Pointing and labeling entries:
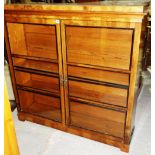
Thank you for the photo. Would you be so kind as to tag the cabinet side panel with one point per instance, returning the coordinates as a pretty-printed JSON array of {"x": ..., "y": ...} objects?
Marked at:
[{"x": 17, "y": 38}]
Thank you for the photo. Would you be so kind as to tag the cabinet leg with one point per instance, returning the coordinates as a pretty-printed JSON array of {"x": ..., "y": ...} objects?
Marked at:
[
  {"x": 124, "y": 148},
  {"x": 21, "y": 117}
]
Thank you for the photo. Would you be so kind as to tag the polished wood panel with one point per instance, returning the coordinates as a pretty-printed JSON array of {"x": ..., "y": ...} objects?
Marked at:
[
  {"x": 99, "y": 46},
  {"x": 98, "y": 74},
  {"x": 97, "y": 119},
  {"x": 32, "y": 42},
  {"x": 41, "y": 41},
  {"x": 17, "y": 38},
  {"x": 100, "y": 93},
  {"x": 36, "y": 81},
  {"x": 36, "y": 64},
  {"x": 41, "y": 105}
]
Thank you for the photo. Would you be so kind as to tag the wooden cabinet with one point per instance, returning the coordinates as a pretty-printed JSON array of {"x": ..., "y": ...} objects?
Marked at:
[{"x": 75, "y": 69}]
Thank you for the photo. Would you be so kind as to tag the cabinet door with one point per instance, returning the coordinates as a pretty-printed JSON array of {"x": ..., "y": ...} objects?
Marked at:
[
  {"x": 35, "y": 51},
  {"x": 96, "y": 66},
  {"x": 33, "y": 40}
]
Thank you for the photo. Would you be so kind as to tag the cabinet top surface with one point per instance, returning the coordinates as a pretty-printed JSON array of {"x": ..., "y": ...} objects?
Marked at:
[{"x": 100, "y": 6}]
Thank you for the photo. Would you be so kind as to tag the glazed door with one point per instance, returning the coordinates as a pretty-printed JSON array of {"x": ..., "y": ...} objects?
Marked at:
[
  {"x": 96, "y": 62},
  {"x": 36, "y": 57}
]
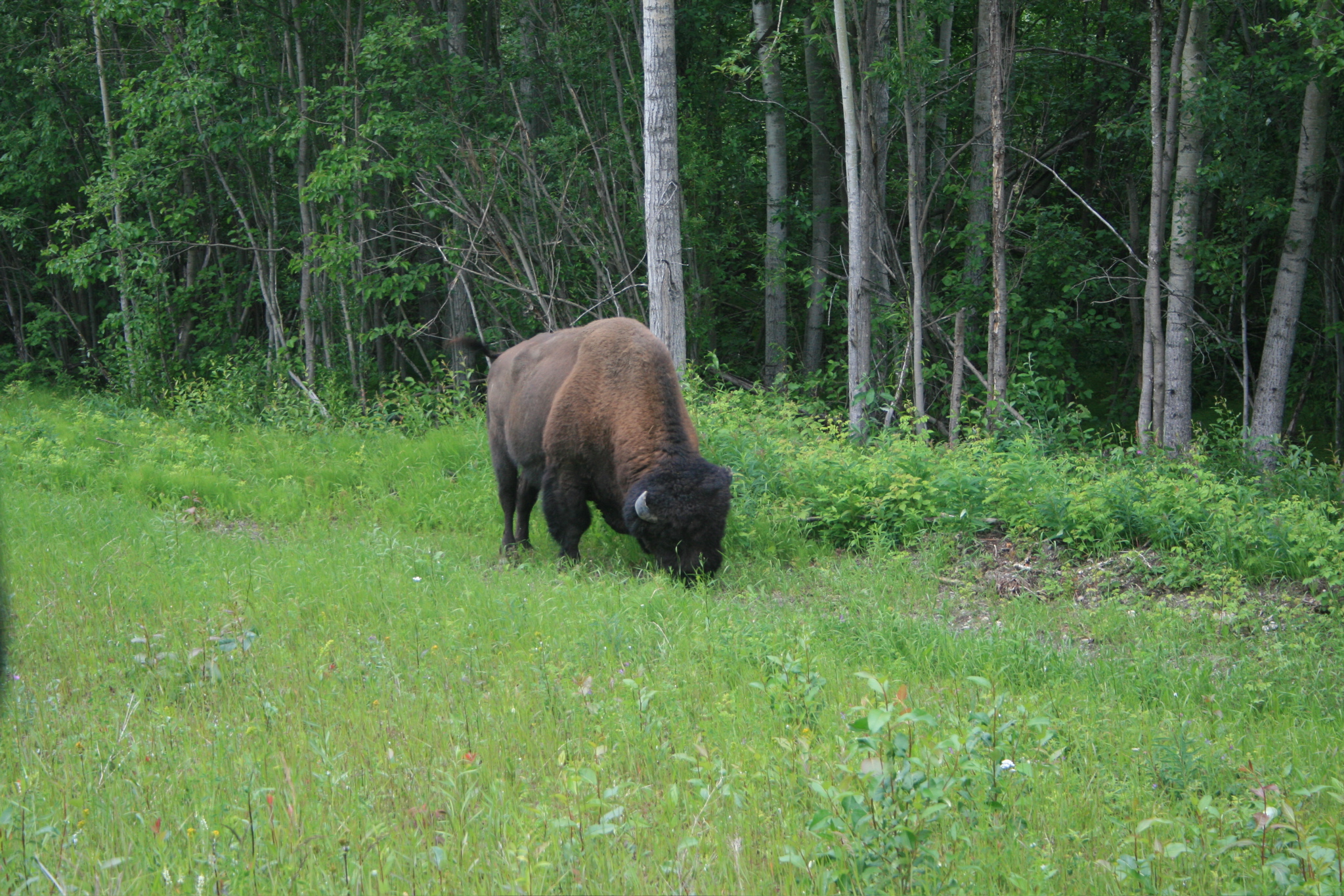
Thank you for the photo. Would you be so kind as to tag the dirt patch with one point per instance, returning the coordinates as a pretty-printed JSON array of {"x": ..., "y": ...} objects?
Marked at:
[
  {"x": 244, "y": 528},
  {"x": 1002, "y": 567}
]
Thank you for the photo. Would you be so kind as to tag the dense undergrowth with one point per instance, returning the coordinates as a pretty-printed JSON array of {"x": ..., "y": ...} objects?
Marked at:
[
  {"x": 284, "y": 657},
  {"x": 797, "y": 475}
]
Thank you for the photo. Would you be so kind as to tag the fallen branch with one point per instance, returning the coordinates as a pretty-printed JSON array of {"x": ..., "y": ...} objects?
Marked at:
[
  {"x": 980, "y": 377},
  {"x": 737, "y": 381},
  {"x": 311, "y": 394}
]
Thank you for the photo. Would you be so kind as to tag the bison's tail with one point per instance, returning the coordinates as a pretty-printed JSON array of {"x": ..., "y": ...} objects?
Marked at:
[{"x": 473, "y": 345}]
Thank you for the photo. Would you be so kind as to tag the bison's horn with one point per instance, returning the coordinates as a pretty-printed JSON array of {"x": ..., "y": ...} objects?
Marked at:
[{"x": 641, "y": 508}]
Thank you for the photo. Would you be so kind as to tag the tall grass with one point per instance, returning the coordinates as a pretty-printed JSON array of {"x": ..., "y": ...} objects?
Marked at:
[{"x": 251, "y": 658}]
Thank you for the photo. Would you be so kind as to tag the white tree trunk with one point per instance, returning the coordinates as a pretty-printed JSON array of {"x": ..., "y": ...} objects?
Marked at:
[
  {"x": 911, "y": 37},
  {"x": 307, "y": 219},
  {"x": 1177, "y": 430},
  {"x": 777, "y": 192},
  {"x": 662, "y": 184},
  {"x": 982, "y": 150},
  {"x": 116, "y": 207},
  {"x": 1000, "y": 66},
  {"x": 819, "y": 109},
  {"x": 1281, "y": 332},
  {"x": 1152, "y": 394},
  {"x": 861, "y": 310}
]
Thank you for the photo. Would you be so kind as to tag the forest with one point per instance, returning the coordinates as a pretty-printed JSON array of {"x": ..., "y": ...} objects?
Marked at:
[
  {"x": 1018, "y": 323},
  {"x": 1123, "y": 213}
]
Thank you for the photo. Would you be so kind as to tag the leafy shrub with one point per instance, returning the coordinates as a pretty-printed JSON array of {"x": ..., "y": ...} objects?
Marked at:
[{"x": 1210, "y": 507}]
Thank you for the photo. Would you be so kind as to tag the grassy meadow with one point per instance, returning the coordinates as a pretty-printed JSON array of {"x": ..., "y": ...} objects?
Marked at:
[{"x": 260, "y": 660}]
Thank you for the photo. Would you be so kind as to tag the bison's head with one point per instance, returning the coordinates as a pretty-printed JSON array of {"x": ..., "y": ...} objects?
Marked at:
[{"x": 678, "y": 513}]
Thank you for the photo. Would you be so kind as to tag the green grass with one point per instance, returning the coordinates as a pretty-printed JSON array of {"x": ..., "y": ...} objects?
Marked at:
[{"x": 313, "y": 675}]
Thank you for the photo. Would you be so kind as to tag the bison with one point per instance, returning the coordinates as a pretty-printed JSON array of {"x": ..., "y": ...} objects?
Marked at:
[{"x": 596, "y": 414}]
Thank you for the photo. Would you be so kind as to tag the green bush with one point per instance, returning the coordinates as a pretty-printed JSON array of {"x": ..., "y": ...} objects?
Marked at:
[{"x": 1210, "y": 505}]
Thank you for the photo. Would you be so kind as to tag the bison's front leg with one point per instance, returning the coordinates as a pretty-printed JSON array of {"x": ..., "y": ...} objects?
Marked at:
[{"x": 566, "y": 509}]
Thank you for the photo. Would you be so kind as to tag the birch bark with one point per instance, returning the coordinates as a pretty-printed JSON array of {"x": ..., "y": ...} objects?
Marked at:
[
  {"x": 1281, "y": 332},
  {"x": 819, "y": 110},
  {"x": 1177, "y": 430},
  {"x": 861, "y": 310},
  {"x": 776, "y": 190},
  {"x": 662, "y": 186}
]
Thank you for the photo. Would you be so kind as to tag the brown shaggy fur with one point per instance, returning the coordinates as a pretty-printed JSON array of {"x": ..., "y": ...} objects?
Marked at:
[{"x": 596, "y": 414}]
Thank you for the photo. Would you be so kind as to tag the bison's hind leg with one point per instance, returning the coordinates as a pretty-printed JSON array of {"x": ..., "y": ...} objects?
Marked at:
[
  {"x": 566, "y": 509},
  {"x": 507, "y": 482},
  {"x": 527, "y": 494}
]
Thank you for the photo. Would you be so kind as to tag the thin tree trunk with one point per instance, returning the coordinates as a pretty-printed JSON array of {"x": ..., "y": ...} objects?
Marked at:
[
  {"x": 873, "y": 30},
  {"x": 959, "y": 373},
  {"x": 982, "y": 152},
  {"x": 1133, "y": 291},
  {"x": 777, "y": 191},
  {"x": 1281, "y": 332},
  {"x": 1332, "y": 296},
  {"x": 1163, "y": 147},
  {"x": 116, "y": 206},
  {"x": 1247, "y": 402},
  {"x": 819, "y": 109},
  {"x": 910, "y": 39},
  {"x": 861, "y": 310},
  {"x": 940, "y": 123},
  {"x": 1000, "y": 51},
  {"x": 662, "y": 184},
  {"x": 1177, "y": 430},
  {"x": 305, "y": 218}
]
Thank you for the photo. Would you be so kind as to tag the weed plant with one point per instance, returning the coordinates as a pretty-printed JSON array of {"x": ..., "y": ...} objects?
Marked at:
[{"x": 285, "y": 657}]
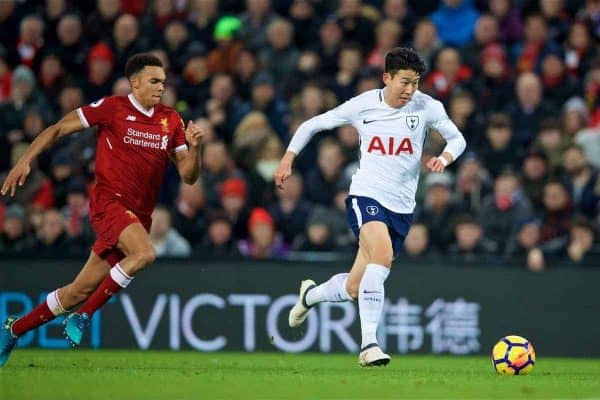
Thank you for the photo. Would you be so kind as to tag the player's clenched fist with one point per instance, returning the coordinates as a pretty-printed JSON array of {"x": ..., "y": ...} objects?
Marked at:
[
  {"x": 193, "y": 134},
  {"x": 284, "y": 170},
  {"x": 15, "y": 177}
]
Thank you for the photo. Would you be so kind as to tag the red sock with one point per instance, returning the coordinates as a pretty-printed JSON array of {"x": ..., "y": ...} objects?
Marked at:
[
  {"x": 38, "y": 316},
  {"x": 112, "y": 284}
]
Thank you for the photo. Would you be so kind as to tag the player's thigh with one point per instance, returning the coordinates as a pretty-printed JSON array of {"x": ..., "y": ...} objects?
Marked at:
[
  {"x": 376, "y": 244},
  {"x": 91, "y": 275},
  {"x": 135, "y": 240}
]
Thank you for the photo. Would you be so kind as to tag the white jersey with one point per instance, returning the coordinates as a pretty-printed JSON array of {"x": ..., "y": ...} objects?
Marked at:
[{"x": 391, "y": 143}]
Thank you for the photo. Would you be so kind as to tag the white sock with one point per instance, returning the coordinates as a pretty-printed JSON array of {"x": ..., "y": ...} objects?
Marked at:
[
  {"x": 54, "y": 304},
  {"x": 371, "y": 296},
  {"x": 334, "y": 290}
]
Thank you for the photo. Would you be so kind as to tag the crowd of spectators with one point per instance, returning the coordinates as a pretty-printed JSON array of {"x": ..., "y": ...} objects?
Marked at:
[{"x": 521, "y": 79}]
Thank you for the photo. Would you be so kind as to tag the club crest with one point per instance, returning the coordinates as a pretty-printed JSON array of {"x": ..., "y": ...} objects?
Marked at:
[
  {"x": 372, "y": 210},
  {"x": 412, "y": 121}
]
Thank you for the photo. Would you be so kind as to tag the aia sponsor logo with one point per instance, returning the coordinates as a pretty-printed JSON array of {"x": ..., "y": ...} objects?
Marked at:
[{"x": 390, "y": 146}]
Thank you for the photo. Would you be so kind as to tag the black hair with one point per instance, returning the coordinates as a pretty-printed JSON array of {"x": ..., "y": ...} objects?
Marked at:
[
  {"x": 137, "y": 62},
  {"x": 403, "y": 58}
]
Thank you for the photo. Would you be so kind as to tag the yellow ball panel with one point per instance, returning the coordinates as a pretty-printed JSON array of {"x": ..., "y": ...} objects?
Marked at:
[
  {"x": 499, "y": 350},
  {"x": 518, "y": 356},
  {"x": 514, "y": 339},
  {"x": 504, "y": 369}
]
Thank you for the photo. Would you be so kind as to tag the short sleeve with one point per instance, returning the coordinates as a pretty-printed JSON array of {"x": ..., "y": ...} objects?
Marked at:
[
  {"x": 98, "y": 112},
  {"x": 179, "y": 142}
]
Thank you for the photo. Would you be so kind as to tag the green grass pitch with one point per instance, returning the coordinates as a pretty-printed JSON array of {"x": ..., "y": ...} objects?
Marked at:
[{"x": 112, "y": 375}]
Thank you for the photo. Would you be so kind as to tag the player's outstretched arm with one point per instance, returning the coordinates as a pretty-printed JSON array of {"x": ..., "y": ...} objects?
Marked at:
[
  {"x": 284, "y": 170},
  {"x": 69, "y": 124},
  {"x": 188, "y": 162}
]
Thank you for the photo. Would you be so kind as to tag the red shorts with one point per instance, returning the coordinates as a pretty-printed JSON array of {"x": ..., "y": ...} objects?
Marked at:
[{"x": 109, "y": 218}]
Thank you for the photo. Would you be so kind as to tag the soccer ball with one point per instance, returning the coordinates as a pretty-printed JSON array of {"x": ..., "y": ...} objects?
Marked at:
[{"x": 513, "y": 355}]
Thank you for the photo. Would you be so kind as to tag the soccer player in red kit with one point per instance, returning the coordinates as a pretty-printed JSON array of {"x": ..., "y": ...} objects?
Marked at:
[{"x": 137, "y": 137}]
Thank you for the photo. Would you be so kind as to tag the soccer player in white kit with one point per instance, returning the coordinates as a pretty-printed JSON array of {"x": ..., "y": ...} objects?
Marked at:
[{"x": 392, "y": 123}]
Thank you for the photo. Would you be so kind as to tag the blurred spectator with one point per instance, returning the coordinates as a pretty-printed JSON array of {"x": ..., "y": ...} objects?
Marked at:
[
  {"x": 500, "y": 151},
  {"x": 76, "y": 210},
  {"x": 486, "y": 34},
  {"x": 557, "y": 18},
  {"x": 218, "y": 241},
  {"x": 279, "y": 56},
  {"x": 455, "y": 21},
  {"x": 166, "y": 240},
  {"x": 580, "y": 50},
  {"x": 387, "y": 36},
  {"x": 504, "y": 210},
  {"x": 254, "y": 23},
  {"x": 53, "y": 240},
  {"x": 203, "y": 16},
  {"x": 234, "y": 201},
  {"x": 350, "y": 59},
  {"x": 448, "y": 74},
  {"x": 529, "y": 108},
  {"x": 14, "y": 237},
  {"x": 558, "y": 85},
  {"x": 438, "y": 210},
  {"x": 188, "y": 213},
  {"x": 52, "y": 77},
  {"x": 581, "y": 241},
  {"x": 23, "y": 97},
  {"x": 551, "y": 141},
  {"x": 245, "y": 70},
  {"x": 585, "y": 190},
  {"x": 356, "y": 26},
  {"x": 250, "y": 135},
  {"x": 509, "y": 19},
  {"x": 99, "y": 24},
  {"x": 306, "y": 22},
  {"x": 100, "y": 63},
  {"x": 473, "y": 183},
  {"x": 556, "y": 218},
  {"x": 126, "y": 40},
  {"x": 318, "y": 236},
  {"x": 401, "y": 12},
  {"x": 260, "y": 177},
  {"x": 291, "y": 209},
  {"x": 72, "y": 45},
  {"x": 321, "y": 179},
  {"x": 536, "y": 171},
  {"x": 215, "y": 170},
  {"x": 36, "y": 192},
  {"x": 426, "y": 41},
  {"x": 416, "y": 244},
  {"x": 536, "y": 44},
  {"x": 29, "y": 42},
  {"x": 263, "y": 241},
  {"x": 329, "y": 44},
  {"x": 265, "y": 99},
  {"x": 470, "y": 245},
  {"x": 223, "y": 109}
]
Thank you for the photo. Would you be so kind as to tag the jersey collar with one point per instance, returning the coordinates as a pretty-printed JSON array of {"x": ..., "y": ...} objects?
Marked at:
[{"x": 139, "y": 107}]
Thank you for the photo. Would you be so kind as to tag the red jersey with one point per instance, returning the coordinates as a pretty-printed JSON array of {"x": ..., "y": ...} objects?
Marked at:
[{"x": 133, "y": 148}]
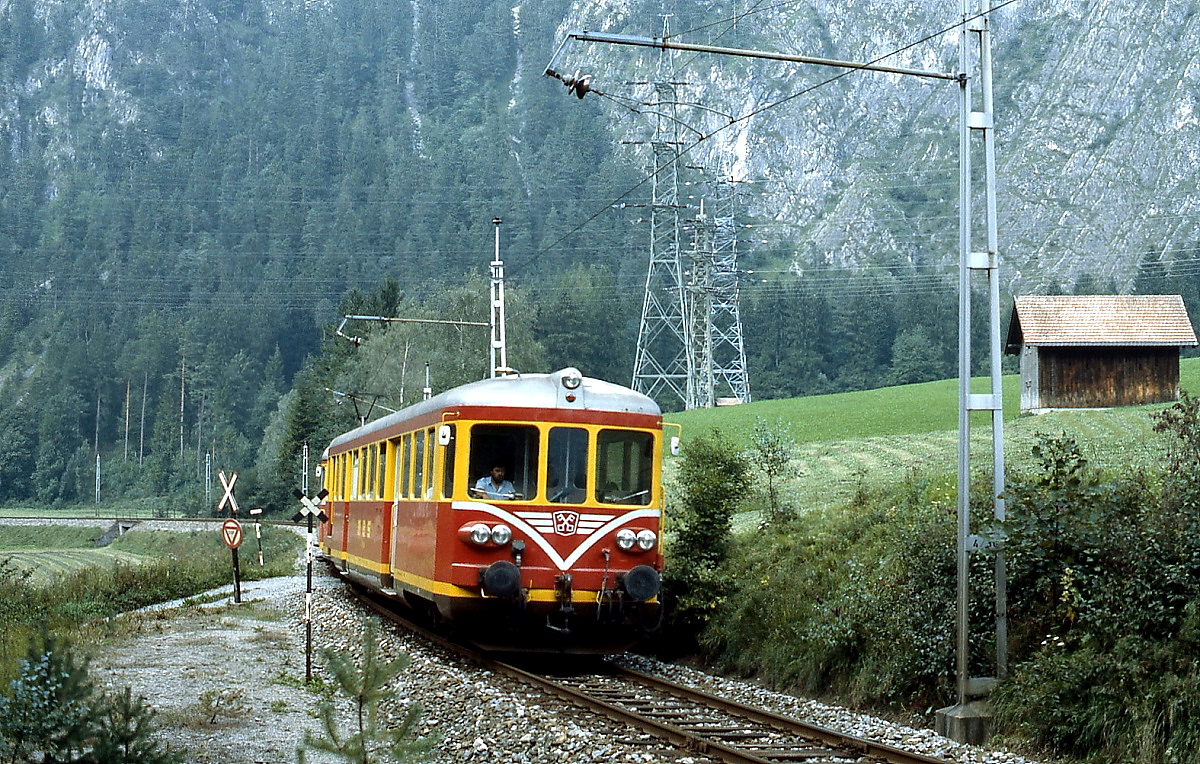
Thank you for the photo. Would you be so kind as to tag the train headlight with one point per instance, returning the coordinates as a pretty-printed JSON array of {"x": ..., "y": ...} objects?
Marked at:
[
  {"x": 502, "y": 535},
  {"x": 573, "y": 378},
  {"x": 480, "y": 534},
  {"x": 646, "y": 540}
]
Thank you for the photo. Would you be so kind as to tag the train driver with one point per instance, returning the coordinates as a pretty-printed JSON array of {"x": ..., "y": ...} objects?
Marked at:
[{"x": 493, "y": 486}]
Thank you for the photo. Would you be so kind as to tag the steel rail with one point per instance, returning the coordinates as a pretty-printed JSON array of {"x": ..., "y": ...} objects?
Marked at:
[{"x": 694, "y": 740}]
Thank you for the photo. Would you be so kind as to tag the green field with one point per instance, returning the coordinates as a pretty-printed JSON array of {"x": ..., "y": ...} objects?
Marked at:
[
  {"x": 48, "y": 553},
  {"x": 874, "y": 437}
]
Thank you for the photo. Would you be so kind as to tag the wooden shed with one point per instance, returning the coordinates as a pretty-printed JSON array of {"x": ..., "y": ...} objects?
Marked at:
[{"x": 1098, "y": 350}]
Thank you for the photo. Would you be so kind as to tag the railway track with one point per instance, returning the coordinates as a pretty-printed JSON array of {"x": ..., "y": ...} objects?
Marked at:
[{"x": 690, "y": 720}]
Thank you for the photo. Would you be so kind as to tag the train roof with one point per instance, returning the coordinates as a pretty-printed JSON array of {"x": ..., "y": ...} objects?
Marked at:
[{"x": 520, "y": 391}]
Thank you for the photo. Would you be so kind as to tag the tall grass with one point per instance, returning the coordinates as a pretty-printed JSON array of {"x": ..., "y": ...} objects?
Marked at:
[
  {"x": 857, "y": 440},
  {"x": 169, "y": 566}
]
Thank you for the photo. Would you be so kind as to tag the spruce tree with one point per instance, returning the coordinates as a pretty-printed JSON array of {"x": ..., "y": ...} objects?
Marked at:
[{"x": 370, "y": 741}]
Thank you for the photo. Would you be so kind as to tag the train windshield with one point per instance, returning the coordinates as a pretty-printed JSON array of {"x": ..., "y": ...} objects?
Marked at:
[
  {"x": 624, "y": 467},
  {"x": 510, "y": 447},
  {"x": 567, "y": 465}
]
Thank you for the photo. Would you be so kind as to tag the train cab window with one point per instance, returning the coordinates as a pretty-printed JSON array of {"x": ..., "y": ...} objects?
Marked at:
[
  {"x": 403, "y": 465},
  {"x": 624, "y": 467},
  {"x": 567, "y": 465},
  {"x": 514, "y": 447},
  {"x": 448, "y": 465}
]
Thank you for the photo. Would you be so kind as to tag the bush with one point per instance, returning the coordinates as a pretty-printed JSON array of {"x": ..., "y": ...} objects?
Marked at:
[
  {"x": 713, "y": 479},
  {"x": 856, "y": 602},
  {"x": 54, "y": 714}
]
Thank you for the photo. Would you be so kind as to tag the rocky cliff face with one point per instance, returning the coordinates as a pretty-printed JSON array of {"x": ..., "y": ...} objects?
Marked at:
[
  {"x": 1097, "y": 125},
  {"x": 1097, "y": 108}
]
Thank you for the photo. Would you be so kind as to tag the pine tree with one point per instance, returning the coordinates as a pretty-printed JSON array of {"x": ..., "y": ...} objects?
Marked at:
[
  {"x": 48, "y": 709},
  {"x": 367, "y": 686}
]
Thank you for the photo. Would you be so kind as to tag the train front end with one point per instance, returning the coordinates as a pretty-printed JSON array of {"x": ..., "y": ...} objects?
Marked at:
[{"x": 557, "y": 533}]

• BRIEF: Starting at the line that contains "tag the bush", output each remaining line of the listing, the last line included, exactly as it appears.

• THE SOLUTION:
Thank you for the photo. Would you be so kind as to tag the bush with one point per instance, returning the coordinates as a pretty-printed JSON array of {"x": ..., "y": ...} objects?
Marked at:
[
  {"x": 713, "y": 479},
  {"x": 856, "y": 602},
  {"x": 54, "y": 714}
]
Thank you for the photo. Would you be so kind as to tag the rocky cliff face with one point per instance, returning the coordinates as a pretty-printed JSON array of {"x": ..., "y": ...} objects?
Marked at:
[
  {"x": 1097, "y": 125},
  {"x": 1097, "y": 108}
]
Thank you for the photo. Would you be so kind as to tag the pine tree with one point per instance, returning the coordinates as a pretty-printed JSON array of {"x": ..., "y": ...} objects?
Marked at:
[
  {"x": 48, "y": 709},
  {"x": 367, "y": 686}
]
Thank you for the photo. Would you be so kind as to tag the train front end with one point per instance, returning the coordinates as a pretty-printed JSON array of {"x": ..., "y": ...} objects?
Marked at:
[{"x": 557, "y": 533}]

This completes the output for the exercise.